→ **Task statement**: Range to reproduce from the entries below: the line with "[(596, 407), (586, 168), (786, 1041), (212, 162)]", the line with "[(557, 1036), (819, 669), (737, 291), (355, 746)]", and every line in between. Give them exactly and give nothing else.

→ **Record extracts**:
--

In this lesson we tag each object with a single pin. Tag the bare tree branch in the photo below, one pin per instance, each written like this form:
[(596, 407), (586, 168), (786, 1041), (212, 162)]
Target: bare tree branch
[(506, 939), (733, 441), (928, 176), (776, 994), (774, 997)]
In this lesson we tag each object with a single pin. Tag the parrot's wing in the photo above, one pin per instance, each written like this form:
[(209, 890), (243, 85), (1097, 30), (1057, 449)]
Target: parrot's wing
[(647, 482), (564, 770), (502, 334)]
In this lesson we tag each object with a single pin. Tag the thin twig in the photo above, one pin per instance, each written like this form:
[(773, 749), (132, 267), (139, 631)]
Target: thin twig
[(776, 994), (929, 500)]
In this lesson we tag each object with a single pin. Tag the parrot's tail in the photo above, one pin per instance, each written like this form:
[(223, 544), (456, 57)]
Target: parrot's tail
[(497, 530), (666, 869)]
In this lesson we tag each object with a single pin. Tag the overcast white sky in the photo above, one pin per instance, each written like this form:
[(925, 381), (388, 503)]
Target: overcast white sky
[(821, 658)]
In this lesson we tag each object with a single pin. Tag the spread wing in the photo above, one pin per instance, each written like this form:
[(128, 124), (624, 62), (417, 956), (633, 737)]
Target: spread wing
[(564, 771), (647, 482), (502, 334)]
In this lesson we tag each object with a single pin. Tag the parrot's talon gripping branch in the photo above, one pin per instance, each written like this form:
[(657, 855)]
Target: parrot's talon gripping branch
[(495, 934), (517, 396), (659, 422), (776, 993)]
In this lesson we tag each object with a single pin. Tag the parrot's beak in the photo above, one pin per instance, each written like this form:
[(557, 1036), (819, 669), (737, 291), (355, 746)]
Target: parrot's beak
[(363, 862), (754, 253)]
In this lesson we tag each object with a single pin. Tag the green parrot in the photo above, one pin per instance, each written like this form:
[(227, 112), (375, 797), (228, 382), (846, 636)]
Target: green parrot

--

→ **Exercise response**:
[(596, 407), (586, 168), (786, 1041), (212, 162)]
Target: bare tree branch
[(506, 939), (733, 441), (928, 176), (776, 994), (774, 997)]
In this lesson we tag each object with a single pin. Tag the parrot's wing in the photo above, one pin per instance, each written like this form:
[(209, 890), (243, 85), (1097, 30), (1057, 449)]
Target: parrot's wing
[(647, 482), (564, 770), (502, 334)]
In this lesson we tag each object with a single pin. Tag the thin twig in the photo above, one pin per instance, each written like this form:
[(773, 749), (132, 267), (139, 631)]
Target: thin twig
[(776, 994), (929, 500)]
In this lesson we tag each object with a single pin. Tag the parrot's tail in the photo above, one pin per instance, each written like this form:
[(223, 544), (456, 57)]
Target: parrot's tail
[(497, 530), (666, 869)]
In this lesson we tag each object with a single pin. Tag the overcast white sky in the photo above, one pin per instance, each written like this form:
[(925, 381), (388, 503)]
Target: overcast white sky
[(821, 658)]
In this lesson we tag each object with a single pin. Tag the spread wing in the photo above, one pin per instance, each written like this form:
[(128, 124), (624, 62), (417, 956), (633, 737)]
Target: spread wing
[(564, 771), (647, 482), (502, 334)]
In this lesson we tag each object with a single pin. Tag the parrot's talon gripping branch in the photo above, one pin per instance, each written like this form:
[(657, 855)]
Target: parrot's talon gripping branch
[(495, 934), (517, 396), (659, 422), (776, 993)]
In this lesson we tag each object with a single pin. Tag the parrot's beak in the photo above, one pin per instance, each written like this form:
[(557, 1036), (819, 669), (737, 291), (355, 746)]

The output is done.